Source extract:
As intriguing as this data and shifting bureaucratic Narrative might be from a political perspective (let’s just say that Jack Welch was perhaps not totally wrong in his well-publicized comments regarding the suspicious nature of labor data prior to the 2012 election), there’s a still more interesting question here from an Epsilon Theory perspective. How did this tertiary data series … a labor statistic that maybe 1 in 1,000 professional investors was aware of pre-crisis … a labor statistic that the Bureau of Labor Statistics deemed too minor to administer (!) … come to be the subject of such incredible hand-wringing and scrutiny. Why are we paying such close attention to weekly initial unemployment claims? What does it mean for today’s market that this report is treated as a useful informational signal?
Part of the answer is wrapped up in Fed communications policy and its explicit linkage of monetary policy to labor conditions. I’ve written about this at length in “2 Fast 2 Furious”, and the linkage explains both a generic market and media interest in all things labor-related as well as a very specific interest in the labor statistics that the Fed has noted in its communications. But those communications have never included weekly initial unemployment claims data as a meaningful signal, and it is inconceivable that the Fed – which is staffed with even smarter people than the BLS – would give this data series any credence or weight whatsoever, except in the very broadest sense. Moreover, there are plenty of indications of labor conditions that we know the Fed cares about – the quality or permanence of new jobs, for example – that do not receive one iota of the media attention given to weekly initial unemployment claims.
Here’s the outstanding quality of the initial unemployment claims data from a media presentation perspective – it’s weekly. The data release occurs precisely at 8:30 AM ET every Thursday. With its patina of labor-relevance it’s not an obviously stupid subject to highlight, and with its predictable timing and frequent occurrence it’s tailor-made for media scheduling. The media treatment of weekly initial unemployment claims is representative of the dog race-ification of capital markets, where artificial “events” are established and promoted in hopes of generating investor attention and activity.

Record extracts:

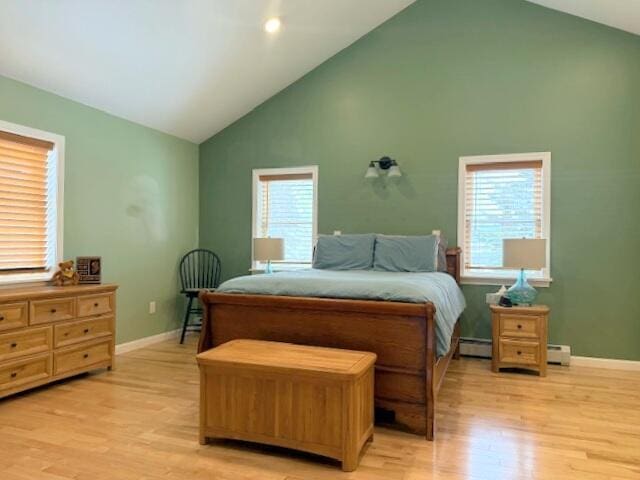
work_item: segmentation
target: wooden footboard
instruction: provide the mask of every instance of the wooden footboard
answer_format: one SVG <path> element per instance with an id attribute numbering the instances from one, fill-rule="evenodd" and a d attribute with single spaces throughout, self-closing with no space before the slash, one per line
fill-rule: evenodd
<path id="1" fill-rule="evenodd" d="M 393 411 L 408 430 L 433 439 L 437 391 L 459 335 L 449 354 L 436 360 L 432 303 L 211 292 L 203 292 L 200 301 L 200 352 L 247 338 L 376 353 L 376 406 Z"/>

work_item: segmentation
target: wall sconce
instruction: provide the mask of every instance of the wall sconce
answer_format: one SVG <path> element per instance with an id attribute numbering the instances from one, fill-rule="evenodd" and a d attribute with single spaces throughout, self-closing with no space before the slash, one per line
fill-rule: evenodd
<path id="1" fill-rule="evenodd" d="M 389 177 L 402 176 L 398 162 L 389 157 L 382 157 L 380 160 L 369 162 L 369 168 L 367 168 L 364 178 L 378 178 L 380 176 L 379 170 L 386 171 Z"/>

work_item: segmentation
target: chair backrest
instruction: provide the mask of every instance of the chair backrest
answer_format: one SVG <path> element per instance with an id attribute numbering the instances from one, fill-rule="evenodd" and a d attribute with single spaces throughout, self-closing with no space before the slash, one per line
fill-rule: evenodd
<path id="1" fill-rule="evenodd" d="M 183 290 L 216 288 L 220 283 L 220 259 L 211 250 L 196 248 L 180 260 Z"/>

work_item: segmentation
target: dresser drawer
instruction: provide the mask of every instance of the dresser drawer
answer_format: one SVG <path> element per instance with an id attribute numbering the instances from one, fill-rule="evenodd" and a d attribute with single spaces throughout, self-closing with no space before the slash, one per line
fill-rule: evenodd
<path id="1" fill-rule="evenodd" d="M 113 312 L 113 295 L 87 295 L 78 297 L 78 316 L 90 317 Z"/>
<path id="2" fill-rule="evenodd" d="M 542 317 L 532 315 L 500 315 L 500 336 L 516 338 L 540 337 Z"/>
<path id="3" fill-rule="evenodd" d="M 111 360 L 111 341 L 78 345 L 53 353 L 54 375 L 83 370 Z"/>
<path id="4" fill-rule="evenodd" d="M 21 385 L 51 376 L 51 355 L 45 353 L 27 360 L 18 360 L 0 366 L 0 394 Z"/>
<path id="5" fill-rule="evenodd" d="M 540 362 L 540 344 L 501 338 L 500 361 L 518 365 L 536 365 Z"/>
<path id="6" fill-rule="evenodd" d="M 91 320 L 60 323 L 53 334 L 54 347 L 66 347 L 78 342 L 108 337 L 113 333 L 113 317 L 99 317 Z"/>
<path id="7" fill-rule="evenodd" d="M 31 302 L 31 325 L 71 320 L 76 316 L 75 297 Z"/>
<path id="8" fill-rule="evenodd" d="M 28 323 L 27 302 L 0 304 L 0 332 L 26 327 Z"/>
<path id="9" fill-rule="evenodd" d="M 34 328 L 0 335 L 0 362 L 47 352 L 51 348 L 51 327 Z"/>

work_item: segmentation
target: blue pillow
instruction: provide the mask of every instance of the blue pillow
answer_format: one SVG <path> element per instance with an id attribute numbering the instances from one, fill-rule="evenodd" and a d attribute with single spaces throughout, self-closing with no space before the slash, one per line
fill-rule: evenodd
<path id="1" fill-rule="evenodd" d="M 323 270 L 367 270 L 373 264 L 373 233 L 320 235 L 313 255 L 313 268 Z"/>
<path id="2" fill-rule="evenodd" d="M 374 270 L 388 272 L 435 272 L 438 237 L 376 235 Z"/>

Work instructions:
1. Decide whether each statement below agrees with the passage on unemployment claims. Answer yes or no for each, and quote the words from the passage that settle it.
(a) The weekly claims data are released at 8:30 AM ET every Friday.
(b) Fed communications have never included weekly initial unemployment claims data as a meaningful signal.
(c) The writer has discussed Fed communications policy at length in "2 Fast 2 Furious".
2. Rewrite the passage on unemployment claims between "Here’s the outstanding" and "attention and activity.", inclusive, switching "Thursday" to "Wednesday".
3. In the passage on unemployment claims, what example is given of a labor condition the Fed cares about that gets little media attention?

Solutions per task:
1.
(a) No: "The data release occurs precisely at 8:30 AM ET every Thursday."
(b) Yes: "But those communications have never included weekly initial unemployment claims data as a meaningful signal"
(c) Yes: "I’ve written about this at length in “2 Fast 2 Furious”"

2.
Here’s the outstanding quality of the initial unemployment claims data from a media presentation perspective – it’s weekly. The data release occurs precisely at 8:30 AM ET every Wednesday. With its patina of labor-relevance it’s not an obviously stupid subject to highlight, and with its predictable timing and frequent occurrence it’s tailor-made for media scheduling. The media treatment of weekly initial unemployment claims is representative of the dog race-ification of capital markets, where artificial “events” are established and promoted in hopes of generating investor attention and activity.

3. The quality or permanence of new jobs.